- _What needs to be done_: Without including any pictures, write out all the entries exactly.

Coordinate annotation entries:

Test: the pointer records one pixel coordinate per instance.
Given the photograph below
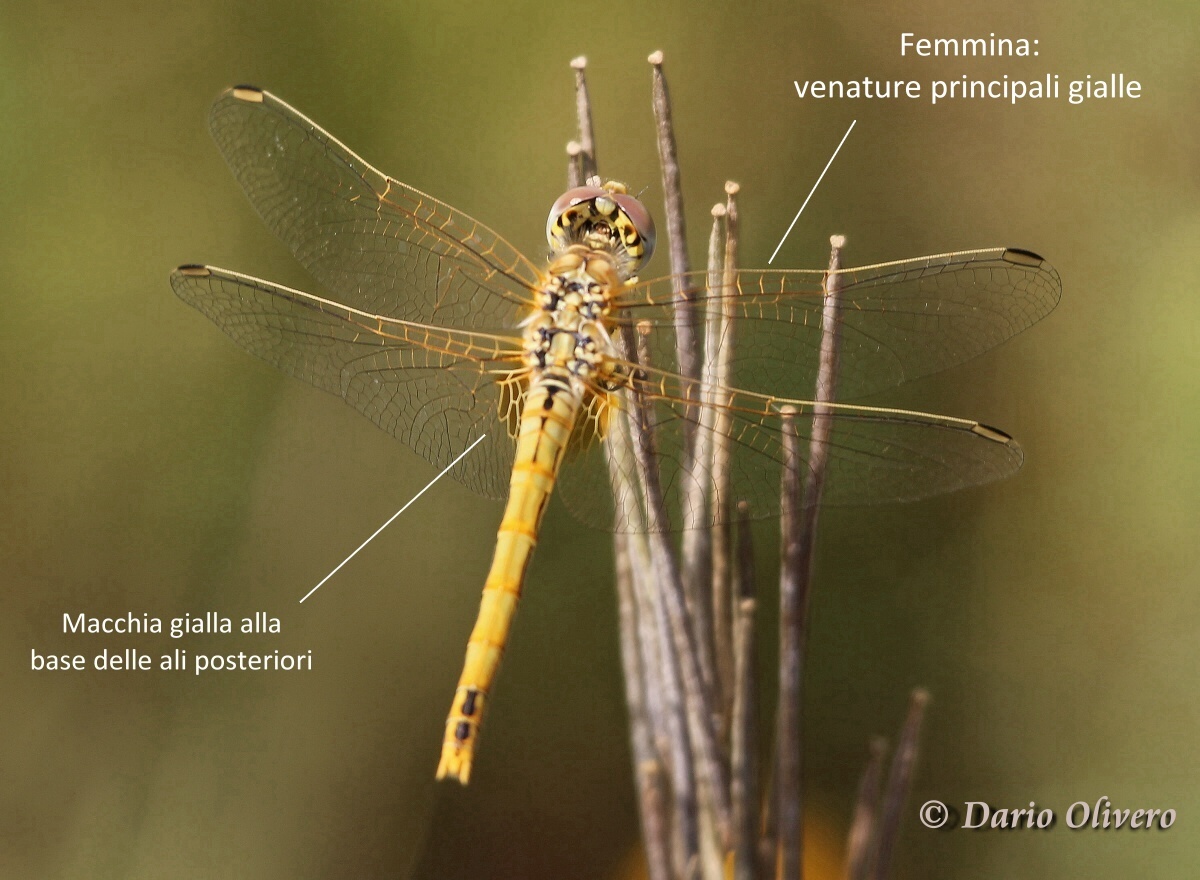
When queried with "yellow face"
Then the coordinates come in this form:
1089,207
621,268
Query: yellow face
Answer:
604,219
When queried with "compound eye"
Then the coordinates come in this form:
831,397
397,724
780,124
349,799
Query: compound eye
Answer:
642,222
569,199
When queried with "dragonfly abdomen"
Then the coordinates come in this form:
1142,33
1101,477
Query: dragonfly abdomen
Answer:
547,419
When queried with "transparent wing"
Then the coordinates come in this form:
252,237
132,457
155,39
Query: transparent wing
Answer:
875,454
432,388
377,244
898,321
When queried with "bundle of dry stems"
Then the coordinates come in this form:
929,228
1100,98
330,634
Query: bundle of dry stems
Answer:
708,809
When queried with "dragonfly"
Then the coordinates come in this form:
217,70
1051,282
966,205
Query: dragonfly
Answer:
442,333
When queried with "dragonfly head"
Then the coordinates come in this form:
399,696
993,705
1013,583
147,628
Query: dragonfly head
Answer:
604,219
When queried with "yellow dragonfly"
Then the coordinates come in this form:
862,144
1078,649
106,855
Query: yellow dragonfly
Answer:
441,333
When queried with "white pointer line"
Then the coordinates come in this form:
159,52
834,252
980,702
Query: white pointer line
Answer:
810,192
395,515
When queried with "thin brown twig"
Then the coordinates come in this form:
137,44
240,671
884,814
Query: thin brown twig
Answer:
721,592
651,783
744,718
574,165
862,826
708,761
687,349
899,782
796,578
696,549
664,692
583,111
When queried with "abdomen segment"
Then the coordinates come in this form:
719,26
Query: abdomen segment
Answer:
547,419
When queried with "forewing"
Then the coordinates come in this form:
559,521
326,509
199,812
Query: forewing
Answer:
897,321
378,244
436,390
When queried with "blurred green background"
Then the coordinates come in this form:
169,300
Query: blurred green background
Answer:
150,466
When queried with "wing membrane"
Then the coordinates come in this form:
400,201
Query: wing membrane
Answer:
435,389
875,454
898,321
381,245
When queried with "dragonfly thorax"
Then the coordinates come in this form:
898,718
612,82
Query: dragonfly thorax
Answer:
567,334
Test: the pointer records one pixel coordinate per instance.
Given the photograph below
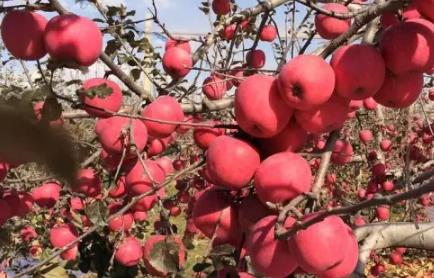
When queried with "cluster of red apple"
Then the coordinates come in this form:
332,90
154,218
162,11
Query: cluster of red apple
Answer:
62,37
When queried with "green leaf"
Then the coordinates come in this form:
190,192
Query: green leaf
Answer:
101,91
97,212
165,256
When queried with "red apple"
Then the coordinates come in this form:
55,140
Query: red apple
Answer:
359,71
270,256
129,252
23,34
108,97
177,62
292,138
268,33
260,93
328,117
291,177
425,7
329,27
115,135
416,47
47,194
231,162
322,245
306,82
216,217
66,42
165,108
400,91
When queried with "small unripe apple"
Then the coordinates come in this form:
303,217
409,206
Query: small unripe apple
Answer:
268,33
329,27
23,34
66,42
214,87
255,58
97,102
129,252
306,82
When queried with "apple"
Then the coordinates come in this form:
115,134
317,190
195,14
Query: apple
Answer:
108,97
328,117
47,194
166,164
204,136
129,252
321,246
215,216
177,62
142,178
260,93
23,34
250,211
387,186
214,87
400,91
231,162
88,183
342,152
292,138
65,40
291,177
359,71
425,7
382,212
165,108
347,266
221,7
370,103
115,135
270,256
255,58
62,235
152,245
184,45
306,82
119,190
268,33
329,27
416,47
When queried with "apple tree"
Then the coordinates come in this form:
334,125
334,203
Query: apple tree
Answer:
293,139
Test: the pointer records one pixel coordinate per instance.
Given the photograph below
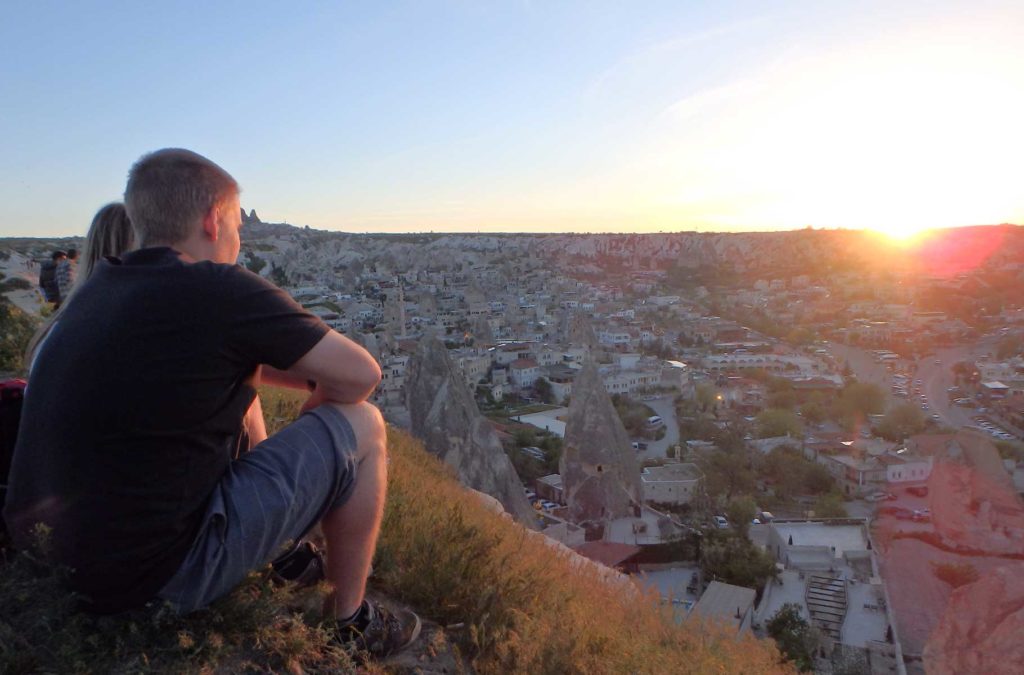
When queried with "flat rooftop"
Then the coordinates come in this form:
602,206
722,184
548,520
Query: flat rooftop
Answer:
671,472
724,601
842,536
548,420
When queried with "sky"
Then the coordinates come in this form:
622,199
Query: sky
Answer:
525,116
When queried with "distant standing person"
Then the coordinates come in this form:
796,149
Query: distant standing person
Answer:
48,277
66,275
131,421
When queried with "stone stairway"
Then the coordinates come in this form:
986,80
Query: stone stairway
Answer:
826,601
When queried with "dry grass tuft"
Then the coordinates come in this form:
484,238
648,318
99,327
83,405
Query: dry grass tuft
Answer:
511,602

- _Answer to the problem_:
Test: the pointer records one pixel coordinate per instance.
Given the photograph below
When queried with "yellow face"
Then the coordinates come in this form:
1089,207
621,268
Query: yellow face
Answer:
604,219
When queried with "compound eye"
Then the coordinates come in this form:
831,397
397,724
780,124
349,799
Query: compound eye
Answer:
642,222
569,199
When queried with "dragonfly abdomen"
Then the coordinates come in this form:
1142,33
1101,477
Query: dragonfly abdomen
Answer:
547,419
When queried with "transparent wing"
Then the coordinates come in this form:
252,237
132,457
155,39
Query: transparent wing
Answer:
875,454
432,388
377,244
898,321
When queried with "bundle of dry stems"
Then the coordinates come in this form:
929,228
1100,98
330,634
Query: bundle of dry stems
Answer:
708,809
When queried with "dragonfly"
Then the coordinates come in this form:
217,70
1051,282
966,205
Query: dragonfly
Answer:
442,333
When queried with "dragonfly head"
Then the coordinates come in this form:
399,696
993,705
1013,583
147,628
Query: dragonfly head
Answer:
604,219
When queried with "yellow dragonfly"
Then the coordinates come in this form:
862,144
1078,649
106,855
Query: yellow dragonfly
Answer:
441,333
When queried with "white pointer line"
Then the coordinates come in this form:
159,52
834,252
980,702
Query: white pointer line
Answer:
810,192
395,515
When queried with "thin brown twig"
Then the coordinates come in this form:
137,44
240,671
884,814
Query: thin brown twig
Answer:
721,592
651,783
744,718
574,165
862,826
708,761
687,349
899,782
796,578
696,549
664,692
583,111
When queried with "abdomen segment"
Then the coordinates come in this form:
719,26
Query: abdomen segment
Answer:
547,419
When queried with "forewing"
Then the coordinates come in this form:
559,521
326,509
199,812
Query: forewing
Answer:
897,321
378,244
436,390
When queried with "blurred green background"
Then the coordinates come in this form:
169,300
Query: blurred green background
Answer:
150,466
When queried with "wing membrane"
Then the coordinates come in this form:
400,201
Query: wing membrane
Answer:
435,389
875,454
898,321
381,245
When queried with "dragonfly thorax"
Then the coordinates come in this form:
898,718
612,82
Query: dragonfly thorax
Answer:
567,334
Test: the pointer records one pixel coordinate per instance.
Given the photograph below
When queried with "cluster of red apple"
Then the coordinates come in this form:
332,90
154,218
162,11
Query: cluster of red apple
Answer:
62,37
When queried with "green leaf"
Then the coordinates come in this form:
190,192
Query: green leaf
Answer:
101,91
97,212
165,256
When queried with "red apple"
Then the coordinates come in this form:
55,140
Query: red apple
Answer:
359,71
270,256
129,252
23,34
108,97
177,62
292,138
268,33
260,93
328,117
291,177
425,7
329,27
115,135
416,47
47,194
231,162
322,245
306,82
216,217
66,42
165,108
400,91
When queried with "small unripe apple"
Then the coordinates come in this form:
303,217
409,206
Query: small unripe apple
Answer:
268,33
329,27
23,34
66,42
214,87
255,58
97,102
129,252
306,82
When queried with "apple"
Then the coordinates come in this form:
115,134
317,190
195,14
Query: apple
Answer:
108,97
328,117
47,194
166,164
204,136
129,252
321,246
215,216
177,62
142,178
260,93
23,34
250,211
387,186
214,87
400,91
231,162
88,183
342,152
292,138
65,40
291,177
359,71
425,7
382,212
165,108
347,266
221,7
370,103
115,135
270,256
255,58
62,235
152,245
184,45
306,82
119,190
268,33
329,27
416,47
When queried with "apple tree"
Then the coordinates come in this form:
334,125
334,203
Query: apple tree
Answer:
293,139
Test: the pointer records one pixel coordinate per instance.
Given the photograph below
When queried with "flat rooftop"
Then the coordinates come in this form:
602,206
722,184
548,520
Query: flat rooftop
Answer:
671,472
724,601
842,536
548,420
When queried with "sky"
Then the coordinates come in this form:
622,199
Query: sky
Answer:
525,116
When queried with "distant standing person"
Then the coordinates come in this form:
796,149
Query: distant standing person
Answer:
48,277
66,275
131,421
When queried with "stone stairway"
Then the coordinates come in this form:
986,80
Query: stone stairway
Answer:
826,601
When queried with "dry grass tuft"
Then the coordinates come in this form:
484,238
648,318
99,327
83,405
Query: dry grass tuft
Answer:
511,602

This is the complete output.